_Exercise material_
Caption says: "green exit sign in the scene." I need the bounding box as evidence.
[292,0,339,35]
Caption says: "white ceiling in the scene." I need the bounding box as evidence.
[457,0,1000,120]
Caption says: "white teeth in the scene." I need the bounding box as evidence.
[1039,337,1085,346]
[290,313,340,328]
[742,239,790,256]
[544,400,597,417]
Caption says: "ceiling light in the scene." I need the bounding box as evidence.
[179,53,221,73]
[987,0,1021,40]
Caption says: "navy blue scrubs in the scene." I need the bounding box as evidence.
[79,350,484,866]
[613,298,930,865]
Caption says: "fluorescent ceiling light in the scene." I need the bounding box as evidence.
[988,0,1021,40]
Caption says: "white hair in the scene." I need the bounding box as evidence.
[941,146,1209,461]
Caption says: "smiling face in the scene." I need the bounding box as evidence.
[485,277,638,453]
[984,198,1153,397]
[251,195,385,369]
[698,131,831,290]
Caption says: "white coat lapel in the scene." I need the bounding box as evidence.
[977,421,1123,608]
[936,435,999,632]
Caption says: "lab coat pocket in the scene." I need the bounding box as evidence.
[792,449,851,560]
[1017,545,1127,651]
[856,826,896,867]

_Problem_
Please give back all of the material above exactly as it was written.

_Response to this exercise_
Caption says: "green exit sign in the scene." I need the bounding box as evidence.
[292,0,339,35]
Caption says: "white ceiling in the scene." I need the bounding box as evidence.
[457,0,1000,120]
Caption says: "white teeth in the scene." I need the bounding box as evidence.
[1039,337,1085,346]
[290,313,340,328]
[742,239,790,256]
[544,400,597,417]
Caption says: "ceiling light in the scene." I need the bounding box as evidence.
[179,53,221,73]
[987,0,1021,40]
Caption says: "navy blue scrubs in the scene." I need the bounding box as evidence.
[79,350,484,866]
[613,298,930,865]
Caption says: "fluorescent ceiling light in the scene." I need the bounding box as evidence.
[988,0,1021,40]
Caption says: "white hair in the scene." I need the bounding box as evidence.
[941,146,1209,461]
Caption says: "smiling face in the scene." I need the bounding box as evidence.
[485,277,638,453]
[984,198,1153,397]
[251,195,385,369]
[698,131,831,290]
Caption says: "white coat lapel in the scene." I need the bounding box as evidence.
[977,421,1123,608]
[936,435,999,632]
Caption says: "lab coat pocket in the scene." I need the bounding box as evidence.
[792,449,851,560]
[1017,545,1127,651]
[856,826,896,867]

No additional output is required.